* **What needs to be done**:
Please format every line of the items below as a JSON list of strings, one string per line, skipping blank lines. Leave the pictures out of the list.

┌─ Entries provided

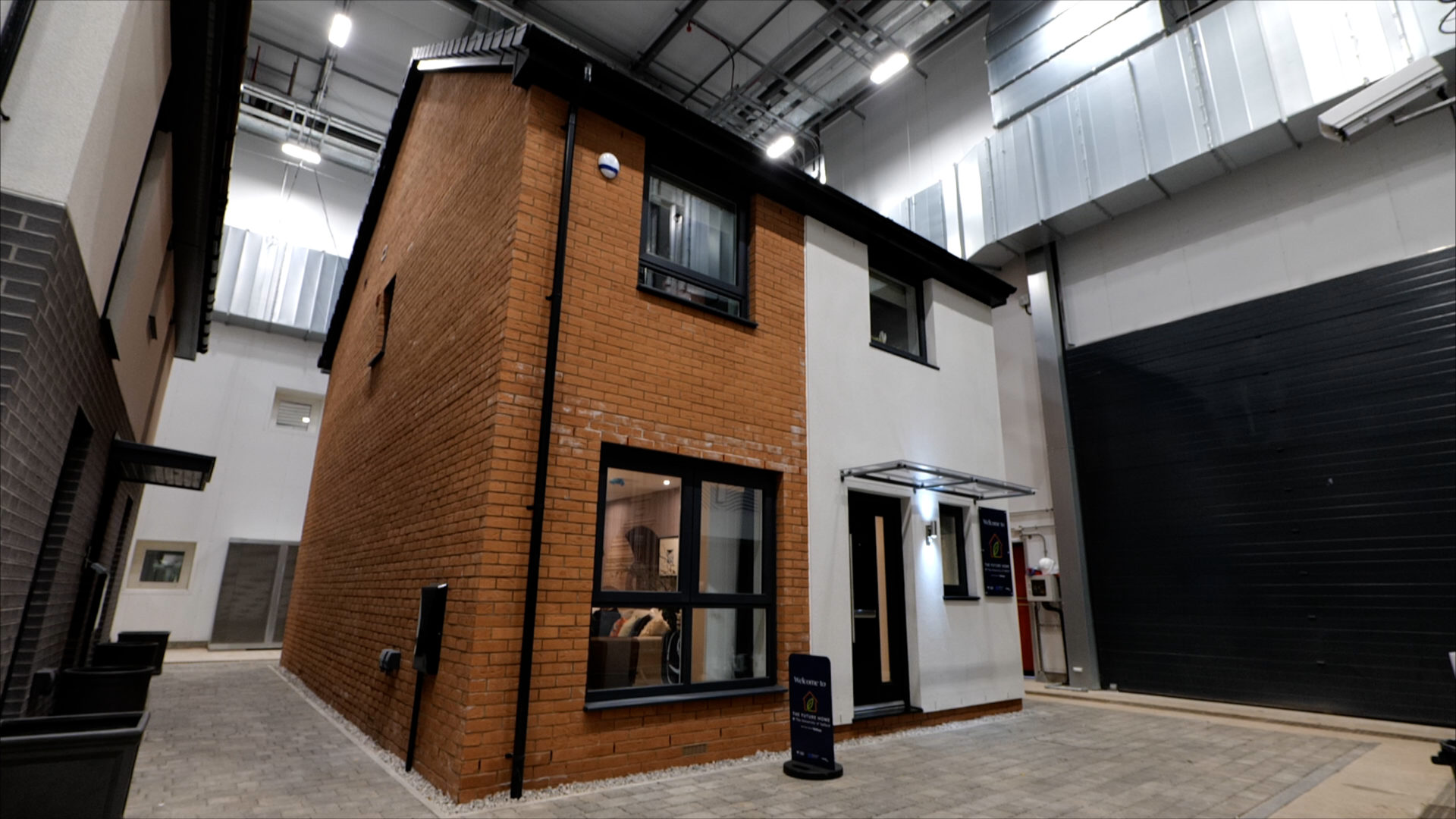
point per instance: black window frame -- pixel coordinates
(918, 286)
(692, 472)
(724, 196)
(960, 591)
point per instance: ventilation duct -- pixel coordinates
(1241, 83)
(268, 284)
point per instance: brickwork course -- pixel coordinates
(55, 371)
(425, 463)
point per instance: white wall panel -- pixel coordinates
(221, 406)
(867, 407)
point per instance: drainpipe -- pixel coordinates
(533, 566)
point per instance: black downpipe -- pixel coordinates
(15, 24)
(533, 566)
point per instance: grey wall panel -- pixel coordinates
(1053, 38)
(1100, 49)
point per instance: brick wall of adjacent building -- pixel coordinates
(425, 463)
(53, 365)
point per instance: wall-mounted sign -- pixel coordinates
(996, 554)
(811, 720)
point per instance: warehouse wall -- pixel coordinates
(1293, 219)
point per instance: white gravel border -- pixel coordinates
(443, 806)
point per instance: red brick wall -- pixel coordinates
(425, 463)
(400, 494)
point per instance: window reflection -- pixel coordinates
(641, 532)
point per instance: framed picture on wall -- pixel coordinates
(667, 557)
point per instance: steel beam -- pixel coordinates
(683, 17)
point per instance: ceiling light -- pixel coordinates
(340, 30)
(781, 146)
(890, 67)
(299, 152)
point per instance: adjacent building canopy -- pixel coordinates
(145, 464)
(937, 479)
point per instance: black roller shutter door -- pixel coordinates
(1269, 497)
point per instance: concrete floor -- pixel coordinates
(235, 739)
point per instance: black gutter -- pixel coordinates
(533, 564)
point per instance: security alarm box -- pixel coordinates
(1044, 588)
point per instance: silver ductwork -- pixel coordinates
(1238, 85)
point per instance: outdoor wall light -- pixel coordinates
(890, 67)
(302, 153)
(340, 30)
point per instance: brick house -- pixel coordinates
(685, 532)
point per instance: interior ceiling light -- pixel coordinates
(890, 67)
(302, 153)
(340, 30)
(780, 146)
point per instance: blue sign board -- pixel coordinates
(811, 720)
(996, 554)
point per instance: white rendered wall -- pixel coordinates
(915, 129)
(1293, 219)
(867, 407)
(264, 200)
(221, 406)
(82, 101)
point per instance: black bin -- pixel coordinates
(130, 654)
(99, 689)
(77, 765)
(159, 637)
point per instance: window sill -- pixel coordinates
(685, 697)
(696, 306)
(903, 354)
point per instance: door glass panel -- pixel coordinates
(728, 645)
(632, 648)
(731, 554)
(639, 532)
(884, 610)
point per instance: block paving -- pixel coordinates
(234, 739)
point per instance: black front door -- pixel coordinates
(877, 589)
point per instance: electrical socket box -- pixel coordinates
(1044, 588)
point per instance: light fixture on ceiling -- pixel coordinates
(890, 67)
(340, 30)
(780, 146)
(302, 153)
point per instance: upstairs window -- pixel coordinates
(894, 316)
(693, 246)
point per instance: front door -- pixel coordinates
(877, 589)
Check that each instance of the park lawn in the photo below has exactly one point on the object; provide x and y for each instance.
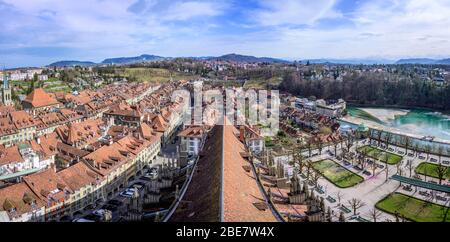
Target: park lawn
(378, 154)
(159, 75)
(413, 209)
(337, 174)
(430, 169)
(261, 83)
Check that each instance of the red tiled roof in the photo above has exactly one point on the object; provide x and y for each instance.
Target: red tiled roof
(39, 98)
(241, 190)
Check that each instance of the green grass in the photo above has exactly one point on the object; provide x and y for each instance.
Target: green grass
(261, 83)
(356, 112)
(413, 209)
(337, 174)
(378, 154)
(155, 74)
(429, 169)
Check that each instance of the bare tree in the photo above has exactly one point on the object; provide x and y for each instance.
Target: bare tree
(374, 168)
(428, 151)
(407, 141)
(355, 204)
(339, 196)
(410, 167)
(441, 171)
(308, 169)
(416, 149)
(379, 133)
(371, 133)
(341, 217)
(335, 144)
(320, 145)
(387, 171)
(375, 214)
(387, 139)
(440, 152)
(309, 146)
(316, 178)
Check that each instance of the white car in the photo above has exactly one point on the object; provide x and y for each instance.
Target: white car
(83, 220)
(127, 193)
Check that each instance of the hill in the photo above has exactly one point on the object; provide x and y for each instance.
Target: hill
(246, 58)
(71, 63)
(131, 60)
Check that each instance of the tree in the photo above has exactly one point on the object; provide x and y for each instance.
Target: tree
(441, 171)
(308, 169)
(387, 171)
(335, 144)
(410, 167)
(440, 152)
(387, 139)
(355, 204)
(316, 178)
(407, 141)
(320, 145)
(428, 151)
(379, 134)
(374, 168)
(375, 214)
(309, 146)
(33, 83)
(416, 149)
(329, 214)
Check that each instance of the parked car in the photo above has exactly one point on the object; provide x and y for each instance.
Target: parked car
(110, 207)
(82, 220)
(115, 202)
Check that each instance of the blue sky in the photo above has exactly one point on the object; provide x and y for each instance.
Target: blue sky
(38, 32)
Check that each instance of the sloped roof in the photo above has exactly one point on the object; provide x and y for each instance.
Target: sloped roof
(39, 98)
(241, 191)
(201, 202)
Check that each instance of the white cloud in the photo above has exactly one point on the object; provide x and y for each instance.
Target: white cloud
(389, 29)
(296, 12)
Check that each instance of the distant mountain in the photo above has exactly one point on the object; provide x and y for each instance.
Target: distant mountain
(71, 63)
(246, 58)
(349, 61)
(131, 60)
(424, 61)
(444, 61)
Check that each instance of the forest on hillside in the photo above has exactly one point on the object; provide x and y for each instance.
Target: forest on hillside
(372, 89)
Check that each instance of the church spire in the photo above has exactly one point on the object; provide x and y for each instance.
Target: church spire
(5, 79)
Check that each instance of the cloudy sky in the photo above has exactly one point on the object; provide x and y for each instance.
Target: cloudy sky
(38, 32)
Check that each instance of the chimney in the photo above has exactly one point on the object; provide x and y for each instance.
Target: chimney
(242, 133)
(52, 166)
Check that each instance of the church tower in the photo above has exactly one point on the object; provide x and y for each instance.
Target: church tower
(6, 90)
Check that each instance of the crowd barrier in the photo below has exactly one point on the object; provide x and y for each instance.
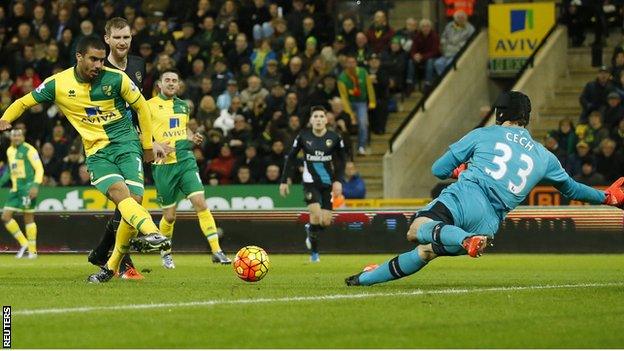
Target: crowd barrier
(559, 229)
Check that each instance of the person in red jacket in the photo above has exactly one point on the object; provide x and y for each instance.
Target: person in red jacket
(379, 33)
(425, 47)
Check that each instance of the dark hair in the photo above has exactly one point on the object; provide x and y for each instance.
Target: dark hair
(170, 70)
(89, 42)
(317, 108)
(117, 23)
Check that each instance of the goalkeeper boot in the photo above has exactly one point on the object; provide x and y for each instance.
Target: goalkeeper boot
(220, 257)
(475, 245)
(168, 261)
(102, 276)
(21, 251)
(127, 270)
(150, 243)
(354, 280)
(96, 260)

└─

* **Result of this exercise**:
[
  "point per instance: black window frame -- pixel coordinates",
  "(918, 286)",
  "(692, 472)",
  "(724, 196)",
  "(960, 591)",
  "point per instance: ventilation duct -- pixel coordinates",
  "(1241, 83)",
  "(268, 284)",
  "point per instance: brickwork course -- pixel coordinates",
  "(55, 371)",
  "(425, 463)",
  "point per instance: white wall panel -- pixel coordinates",
  "(221, 406)",
  "(867, 407)",
  "point per instance: drainpipe -- pixel coordinates",
  "(533, 566)",
  "point per instance: black downpipe -- pixel coordinates",
  "(15, 24)",
  "(533, 566)",
  "point per instance: grey wall panel -- pixel coordinates",
  "(1053, 38)",
  "(1100, 49)",
  "point per instance: brick wall of adjacent building -- pixel coordinates",
  "(425, 463)",
  "(53, 365)",
  "point per instance: wall-mounted sign -- pixel coordinates",
  "(996, 554)",
  "(811, 720)",
  "point per instance: warehouse wall -- pixel coordinates",
  "(1293, 219)",
  "point per instance: white gravel border -- pixel coordinates",
  "(443, 806)",
  "point per instance: red brick wall -- pixel coordinates",
  "(425, 463)",
  "(400, 494)",
  "point per instance: window reflection -- pixel coordinates",
  "(641, 532)",
  "point per instance: framed picture on wall -- pixel coordinates",
  "(667, 557)",
  "point per instance: steel beam -- pixel coordinates",
  "(683, 17)",
  "point per instance: ceiling light -- pixel coordinates",
  "(340, 30)",
  "(781, 146)",
  "(890, 67)",
  "(299, 152)",
  "point per instance: adjacent building canopy -- pixel coordinates",
  "(145, 464)",
  "(937, 479)",
  "point per instance: black roller shutter door -- pixel coordinates",
  "(1269, 497)",
  "point per instance: concrete floor -- pixel coordinates",
  "(235, 739)",
  "point per instance: black gutter -- pixel coordinates",
  "(533, 564)",
  "point per instance: security alarm box -- pixel coordinates",
  "(1044, 588)",
  "point per instance: silver ductwork -- pixel coordinates",
  "(1238, 85)",
  "point per instance: outdoor wall light -- pixel coordinates",
  "(890, 67)",
  "(302, 153)",
  "(340, 30)",
  "point per instance: brick house -- pixel coordinates",
  "(685, 532)",
  "point per instance: interior ceiling light -- pixel coordinates",
  "(890, 67)",
  "(302, 153)",
  "(340, 30)",
  "(780, 146)",
  "point per instance: blue sign board -- pixel coordinates",
  "(811, 720)",
  "(996, 554)",
  "point per instance: white rendered wall -- pixel coordinates",
  "(915, 129)",
  "(1293, 219)",
  "(867, 407)",
  "(264, 200)",
  "(221, 406)",
  "(82, 101)",
  "point per instance: black bin -- pixel coordinates",
  "(130, 654)",
  "(99, 689)",
  "(77, 765)",
  "(159, 637)",
  "point per instance: window sill -- pixel coordinates",
  "(685, 697)",
  "(696, 306)",
  "(903, 354)",
  "point per instance: door glass panel -- pixel coordinates",
  "(728, 645)",
  "(632, 648)",
  "(731, 554)",
  "(639, 532)",
  "(884, 610)",
  "point per instance: block paving -- pixel coordinates",
  "(234, 739)",
  "point per instance: black front door -- pixel coordinates",
  "(877, 589)",
  "point per instance: electrical socket box -- pixel coordinates",
  "(1044, 588)",
  "point per instance: light fixture on ceiling -- pixel coordinates",
  "(890, 67)",
  "(340, 30)",
  "(780, 146)",
  "(302, 153)",
  "point per instance: upstairs window -- pixel coordinates",
  "(894, 316)",
  "(693, 246)",
  "point per instance: front door -- pixel coordinates",
  "(877, 589)",
  "Check that each instance of the park lawn in the photo below has exactly one point on the object; provide x and y for each instance.",
  "Target: park lawn",
  "(378, 154)",
  "(159, 75)",
  "(413, 209)",
  "(337, 174)",
  "(430, 169)",
  "(261, 83)",
  "Check that each instance of the red tiled roof in the photo above has exactly one point on the object; provide x and y for each instance.",
  "Target: red tiled roof",
  "(39, 98)",
  "(241, 190)",
  "Check that each instance of the green grass in the photo above has exactly one point on the object; provide x and y for each instance.",
  "Target: green grass",
  "(261, 83)",
  "(356, 112)",
  "(413, 209)",
  "(337, 174)",
  "(378, 154)",
  "(155, 74)",
  "(429, 169)",
  "Check that each instance of the bare tree in the photo above has exactly one point on the object; provide x and y for each instance.",
  "Target: bare tree",
  "(374, 168)",
  "(428, 151)",
  "(407, 141)",
  "(355, 204)",
  "(339, 196)",
  "(410, 167)",
  "(441, 171)",
  "(308, 169)",
  "(416, 149)",
  "(379, 133)",
  "(371, 133)",
  "(341, 217)",
  "(335, 144)",
  "(320, 145)",
  "(387, 171)",
  "(375, 214)",
  "(387, 139)",
  "(440, 152)",
  "(309, 146)",
  "(316, 178)",
  "Check that each instance of the white car in the photo above has exactly one point on the object; provide x and y for each instance.",
  "Target: white car",
  "(83, 220)",
  "(127, 193)",
  "Check that each instance of the hill in the photo above has exactly one point on the object; provide x and y for each instance.",
  "Target: hill",
  "(246, 58)",
  "(71, 63)",
  "(131, 60)",
  "Check that each instance of the tree in the photo above has exactly one point on the object; provide x and y for each instance.",
  "Target: tree",
  "(441, 171)",
  "(308, 169)",
  "(387, 171)",
  "(335, 144)",
  "(410, 167)",
  "(440, 152)",
  "(387, 139)",
  "(355, 204)",
  "(316, 178)",
  "(407, 141)",
  "(320, 145)",
  "(428, 151)",
  "(379, 134)",
  "(374, 168)",
  "(375, 214)",
  "(309, 146)",
  "(33, 83)",
  "(416, 149)",
  "(329, 214)",
  "Check that each instance of the parked car in the photo above has exactly one point on the object; provide x and y for each instance.",
  "Target: parked car",
  "(110, 207)",
  "(82, 220)",
  "(115, 202)",
  "Check that each instance of the blue sky in the photo above has exactly one point on the object; provide x and y for each instance.",
  "Target: blue sky",
  "(38, 32)",
  "Check that each instance of the sloped roof in the photo above has exactly one point on the object; provide x and y for each instance.",
  "Target: sloped roof",
  "(39, 98)",
  "(241, 191)",
  "(201, 202)",
  "Check that each instance of the white cloud in the photo above has exactly one point on the object; provide x and y for each instance.",
  "Target: white cloud",
  "(389, 29)",
  "(296, 12)",
  "Check that each instance of the distant mountain in the photo above has exactly one point on the object; provide x and y for each instance.",
  "Target: distant mountain",
  "(71, 63)",
  "(246, 58)",
  "(349, 61)",
  "(131, 60)",
  "(424, 61)",
  "(444, 61)",
  "Check that each instance of the forest on hillside in the photo above has exactly one point on the object; provide x and y for each instance.",
  "Target: forest on hillside",
  "(372, 89)",
  "Check that each instance of the church spire in the photo above has exactly one point on the object; provide x and y for each instance.",
  "Target: church spire",
  "(5, 79)",
  "Check that each instance of the cloudy sky in the photo above has exactly one point on the object; provide x and y for each instance.",
  "Target: cloudy sky",
  "(38, 32)",
  "Check that each instance of the chimney in the photo above has exactly one point on the object; provide x and y for each instance.",
  "Target: chimney",
  "(242, 133)",
  "(52, 166)",
  "Check that each instance of the church tower in the photo above has exactly one point on the object; provide x and y for each instance.",
  "Target: church tower",
  "(6, 90)",
  "Check that each instance of the crowd barrier in the photo below has exactly one point on the object; provide x and y for each instance.",
  "Target: crowd barrier",
  "(559, 229)",
  "Check that each instance of the person in red jacket in the photo above has exactly one point on the object; provide x and y for each instance.",
  "Target: person in red jacket",
  "(379, 33)",
  "(425, 47)",
  "Check that each instance of the dark hair in the photo above has exactly one point on the object; provide x and y for each instance.",
  "Target: dark hair",
  "(170, 70)",
  "(89, 42)",
  "(317, 108)",
  "(117, 23)",
  "Check that each instance of the goalkeeper boot in the photo above has exactly one point on the object; provide x and y for each instance.",
  "Target: goalkeeper boot",
  "(220, 257)",
  "(475, 245)",
  "(168, 261)",
  "(102, 276)",
  "(21, 251)",
  "(127, 270)",
  "(150, 243)",
  "(354, 280)",
  "(96, 260)"
]